= TAREFA PROPOSTA =
Reproduza sem nenhuma alteração a parte da reportagem abaixo sobre o incêndio na favela do Piolho que vai de "Os tapumes nas" até "temos só colchão.".

= TRECHO SELECIONADO =

----------------

Assim que saiu da igreja, em um domingo de setembro
passado, Angélica Cristina Lopes, 27, viu a favela do Piolho, no Campo
Belo (zona sul), onde mora desde criança, sendo tomada pelo fogo.
Ela
pegou os documentos e roupas dos dois filhos e aguardou os trabalhos
dos bombeiros na avenida Jornalista Roberto Marinho. Sua casa,
construída com blocos de concreto, escapou. Mas aproximadamente 600
famílias ficaram desabrigadas.
“Fiquei
sem dormir por uma semana, com medo de ocorrer de novo. Minha casa
virou uma espécie de albergue. Todo mundo vinha aqui usar banheiro e
tomar banho”, afirma Angélica.
Passados
oito meses do incêndio, vizinhos dela voltaram a erguer suas moradias
no mesmo terreno. E contaram com uma ajuda estrutural: os tapumes de
sinalização da obra do Monotrilho da Linha 17-Ouro.
A
construção do Metrô de São Paulo, que fará a ligação do Aeroporto de
Congonhas à Estação Morumbi da CPTM, ocorre em frente à favela.
Os tapumes nas cores branca e laranja que a cercavam foram transformados em paredes para os novos barracos.
Comércio Informal
Moradores
dizem que, na primeira noite depois do incêndio, não houve resistência
de policiais nem de seguranças da obra para a retirada das placas do
monotrilho.
Depois, a PM passou a prender quem tentava retirar os tapumes —que viraram alvo de um comércio informal.
Islaine
Gonçalves, 20, mãe de duas crianças, não conseguiu pegar as placas
“antes da proibição”. Para construir sua casa, acabou comprando 20
tapumes de outras pessoas, por R$ 10 cada um.
“Perdemos
tudo no incêndio e não conseguimos auxílio-aluguel [pago pelo município
às vítimas]. Ainda estamos sem geladeira e sem cama, temos só colchão.

----------------

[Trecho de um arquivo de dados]
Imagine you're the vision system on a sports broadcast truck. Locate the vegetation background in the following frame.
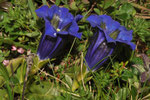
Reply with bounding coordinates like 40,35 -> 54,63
0,0 -> 150,100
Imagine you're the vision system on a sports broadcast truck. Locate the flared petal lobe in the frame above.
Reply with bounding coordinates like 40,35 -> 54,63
35,5 -> 82,60
85,15 -> 135,70
85,31 -> 114,71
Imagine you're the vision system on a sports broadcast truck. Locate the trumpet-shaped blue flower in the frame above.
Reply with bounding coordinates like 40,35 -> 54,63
85,15 -> 135,70
35,5 -> 82,60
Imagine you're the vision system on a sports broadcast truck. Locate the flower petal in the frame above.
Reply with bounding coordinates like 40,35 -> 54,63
86,15 -> 101,27
68,20 -> 82,39
85,31 -> 114,71
37,35 -> 57,60
35,5 -> 49,18
74,14 -> 83,22
45,21 -> 57,37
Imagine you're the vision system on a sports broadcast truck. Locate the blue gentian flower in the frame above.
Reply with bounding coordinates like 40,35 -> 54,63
85,15 -> 135,71
35,5 -> 82,60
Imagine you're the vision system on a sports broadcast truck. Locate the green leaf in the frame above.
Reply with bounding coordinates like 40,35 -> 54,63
103,0 -> 115,9
0,89 -> 8,100
70,1 -> 78,10
30,56 -> 49,75
26,81 -> 59,100
28,0 -> 37,20
115,88 -> 130,100
25,31 -> 40,38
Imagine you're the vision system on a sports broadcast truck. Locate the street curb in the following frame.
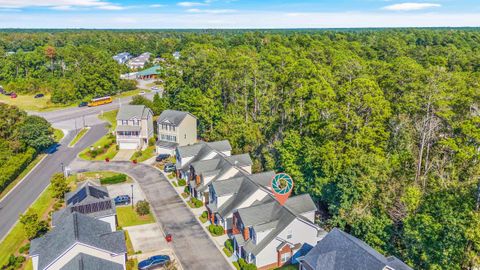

----------------

= RESPOSTA DA TAREFA =
Os tapumes nas cores branca e laranja que a cercavam foram transformados em paredes para os novos barracos.
Comércio Informal
Moradores
dizem que, na primeira noite depois do incêndio, não houve resistência
de policiais nem de seguranças da obra para a retirada das placas do
monotrilho.
Depois, a PM passou a prender quem tentava retirar os tapumes —que viraram alvo de um comércio informal.
Islaine
Gonçalves, 20, mãe de duas crianças, não conseguiu pegar as placas
“antes da proibição”. Para construir sua casa, acabou comprando 20
tapumes de outras pessoas, por R$ 10 cada um.
“Perdemos
tudo no incêndio e não conseguimos auxílio-aluguel [pago pelo município
às vítimas]. Ainda estamos sem geladeira e sem cama, temos só colchão.